Selection -
+--

This is one of a group of articles tagged “The Massa Theory”. It analyzes two statements from “The End of the Trail: The Saga of the ‘Coon’ Indian Heritage,” by Bill and Jane Wilson, and Mary M. Van Duyn Overton, 3 February 1997.
You will find some articles on the blog Coon Genealogy, with some duplication on this blog.
In this article, I will be analyzing two statements that are presented as fact from page 7 of a stapled, typed, and unpublished manuscript entitled “The End of the Trail: The Saga of the ‘Coon’ Indian Heritage,” by Bill and Jane Wilson, and Mary M. Van Duyn Overton, 3 February 1997.1 I will refer to it as “the manuscript.”
My mother’s brother, James William “Bill” WILSON, Uncle Bill, gave me what appears to be the original of the above-mentioned typed manuscript in the year 2000, as well as a large pile of documents that he, his wife Jane (BROTHERS) WILSON, Aunt Janie, and Mary M. (VAN DUYN) OVERTON (my maternal grandmother’s sister, Aunt Mag) had photocopied and collected. I sorted the papers and placed them in file folders. They filled a cardboard file box.
Uncle Bill had sent one bound folder of photocopies of a handwritten manuscript containing this and other information to many descendants of George COON/KUHN and Sarah JOHNSON, including my mother, in about 1997. The handwriting was Aunt Mag’s.2
The document I am using for this article contains some of the data from the bound manuscript, only in typed form.

+--

Dataset content -
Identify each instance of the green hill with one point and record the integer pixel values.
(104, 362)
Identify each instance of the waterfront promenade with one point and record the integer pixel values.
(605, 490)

+--

Requirements -
a) In the genealogy article, what year did Uncle Bill give the author the typed manuscript?
b) Repeat the passage of the genealogy article above word for word, starting at "My mother’s brother, James" and ending at "cardboard file box.".

Responses by task -
a) 2000

b)
My mother’s brother, James William “Bill” WILSON, Uncle Bill, gave me what appears to be the original of the above-mentioned typed manuscript in the year 2000, as well as a large pile of documents that he, his wife Jane (BROTHERS) WILSON, Aunt Janie, and Mary M. (VAN DUYN) OVERTON (my maternal grandmother’s sister, Aunt Mag) had photocopied and collected. I sorted the papers and placed them in file folders. They filled a cardboard file box.